Exercise aim: The records come next. Copy all of them exactly.
--- The data Enclosed Below ---
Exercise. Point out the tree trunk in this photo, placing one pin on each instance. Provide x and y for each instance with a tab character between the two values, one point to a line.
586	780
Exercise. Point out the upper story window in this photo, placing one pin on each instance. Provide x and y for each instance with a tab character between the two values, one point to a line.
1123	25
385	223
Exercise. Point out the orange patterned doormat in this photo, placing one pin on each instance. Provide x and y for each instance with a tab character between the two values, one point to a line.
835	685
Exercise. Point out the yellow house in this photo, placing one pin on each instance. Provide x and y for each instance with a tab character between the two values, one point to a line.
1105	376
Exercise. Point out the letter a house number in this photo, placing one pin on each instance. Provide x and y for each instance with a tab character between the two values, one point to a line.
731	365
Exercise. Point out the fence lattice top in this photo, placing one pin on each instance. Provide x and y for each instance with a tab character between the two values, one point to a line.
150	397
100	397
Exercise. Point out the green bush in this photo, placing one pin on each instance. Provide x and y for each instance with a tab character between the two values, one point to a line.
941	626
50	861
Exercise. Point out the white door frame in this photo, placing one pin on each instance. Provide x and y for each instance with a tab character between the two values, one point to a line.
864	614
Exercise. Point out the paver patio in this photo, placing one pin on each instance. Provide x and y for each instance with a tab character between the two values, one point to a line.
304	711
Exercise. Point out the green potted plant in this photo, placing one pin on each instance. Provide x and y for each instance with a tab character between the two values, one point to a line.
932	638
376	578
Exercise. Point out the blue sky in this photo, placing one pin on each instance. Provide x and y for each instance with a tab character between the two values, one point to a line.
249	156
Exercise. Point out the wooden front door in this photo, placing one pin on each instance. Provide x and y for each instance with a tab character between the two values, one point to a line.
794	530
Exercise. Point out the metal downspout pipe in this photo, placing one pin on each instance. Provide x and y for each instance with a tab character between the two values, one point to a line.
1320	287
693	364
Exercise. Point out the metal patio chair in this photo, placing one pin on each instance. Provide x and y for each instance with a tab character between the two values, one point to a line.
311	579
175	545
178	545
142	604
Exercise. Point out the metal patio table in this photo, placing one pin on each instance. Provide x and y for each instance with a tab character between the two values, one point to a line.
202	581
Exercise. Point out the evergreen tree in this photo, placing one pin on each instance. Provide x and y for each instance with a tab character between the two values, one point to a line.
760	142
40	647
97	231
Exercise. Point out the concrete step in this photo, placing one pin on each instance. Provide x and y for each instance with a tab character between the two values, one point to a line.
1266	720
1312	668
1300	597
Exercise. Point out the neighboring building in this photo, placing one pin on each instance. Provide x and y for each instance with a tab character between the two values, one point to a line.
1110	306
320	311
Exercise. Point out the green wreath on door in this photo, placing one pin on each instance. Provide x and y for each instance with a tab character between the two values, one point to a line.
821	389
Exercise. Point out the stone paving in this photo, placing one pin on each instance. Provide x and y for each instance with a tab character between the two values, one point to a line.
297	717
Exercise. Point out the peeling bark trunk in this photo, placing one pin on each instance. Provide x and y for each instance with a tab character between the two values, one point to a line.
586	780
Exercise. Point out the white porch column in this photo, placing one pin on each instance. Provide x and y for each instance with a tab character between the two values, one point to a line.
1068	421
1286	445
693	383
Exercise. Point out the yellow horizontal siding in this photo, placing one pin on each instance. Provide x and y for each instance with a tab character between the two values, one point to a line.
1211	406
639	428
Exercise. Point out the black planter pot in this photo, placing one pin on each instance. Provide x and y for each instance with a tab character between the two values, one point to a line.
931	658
--- End of Enclosed The data ---
Expected answer:
Exercise. Point out the tree trunk in this photo, placing one pin on each instance. Provide x and y for each instance with a tab character between the two values, one point to a line.
586	780
Exercise. Point out the upper story window in this photo, placing one pin on each instance. Provide x and y for each instance with a tab character between the two values, one point to a line.
1123	25
385	223
Exercise. Point out the orange patterned doormat in this photo, placing one pin on each instance. Provide x and y for each instance with a tab character between the two values, one point to a line.
835	685
Exercise. Point out the yellow house in this photo, placing one pin on each instance. Provide x and y for each instance with a tab character between the two values, one point to a line.
1105	376
Exercise. Point out the letter a house number in this photo, placing one pin on each instance. Provide x and y for each instance with a tab character between the two values, one point to a line.
731	365
Exercise. Point out the fence lattice top in this photo, placing one pin on each instance. Provide x and y for each instance with a tab character between the two values, one point to a line.
150	397
100	397
Exercise. Point out the green bush in this photo, placing one pin on each instance. Provide x and y for each instance with a tab character between the two values, one point to a line.
941	626
50	861
Exercise. Point out the white door frame in this photo, placing one pin on each instance. Provide x and y for each instance with a tab character between the two values, one point to a line.
864	614
Exercise. Point out the paver patio in this photo, placing one pin on each instance. Provide x and y for each instance with a tab character between the two values, one point to a line.
304	711
Exercise. Point out the green potted plant in this photo, placing one pin on each instance. Provide x and y for each instance with a tab character between the two values, one point to a line.
932	638
376	578
Exercise. Point out the blue sky in this photo, placing one pin on each instance. Provide x and y for each instance with a tab character between the two values, one point to a line.
249	156
Exercise. Point out the wooden front door in this photo, placing one pin on each instance. Provide x and y for each instance with a tab character between the two values, one point to a line.
794	530
Exercise. Point out the metal downspout pipe in this photo, placing one pin on each instance. Provide x and y for each instance with a tab character between the two values, one point to a line.
1320	287
693	364
Exercise. Point out the metal patio chair in this photo, placing one pin on each instance. Provide x and y for each instance with a tab character between the two values, one point to a line.
311	579
175	545
178	545
142	604
Exercise. Point out the metal patio table in this photo, placing one pin on each instance. Provide x and y for each instance with a tab character between the two values, one point to a line.
202	581
Exercise. Point out the evergreen tree in this photo, placing one pin on each instance. Provide x and y for each instance with a tab character between the two values, one point to a line.
760	142
40	647
97	231
Exercise. Point out the concrete step in this photo, placing one pin on each instance. Provide x and y for each instance with a tab character between the two values, one point to a line.
1266	720
1312	668
1300	597
Exercise. Point out the neighboring building in this photo, placing one pin on each instance. Provide x and y for each instance with a tab character between the two values, one point to a line.
1110	306
320	311
Exercise. Point out the green wreath on door in this photo, placing one pin on each instance. Provide x and y for each instance with a tab character between the two values, one point to a line.
821	389
Exercise. Point out the stone paving in this photo, placing one pin on each instance. Provide x and y for each instance with a tab character between the two values, one point to a line.
297	717
Exercise. Point out the peeling bark trunk in this photo, placing one pin on each instance. Provide x and y for each instance with a tab character between the two values, one point to a line.
586	780
Exercise. Point out the white porch column in this photo, placing one pin on each instance. Provide x and y for each instance with a tab character between the two values, one point to a line.
1068	421
1286	445
693	383
Exercise. Point out the yellow horizontal siding in this photo, placing one pin on each instance. Provide x and y for each instance with a tab character between the two values, one point to a line.
1211	406
639	428
Exercise. Point out the black planter pot in this photo, placing one pin on each instance. Provide x and y for each instance with a tab character between the two values, one point to a line.
931	658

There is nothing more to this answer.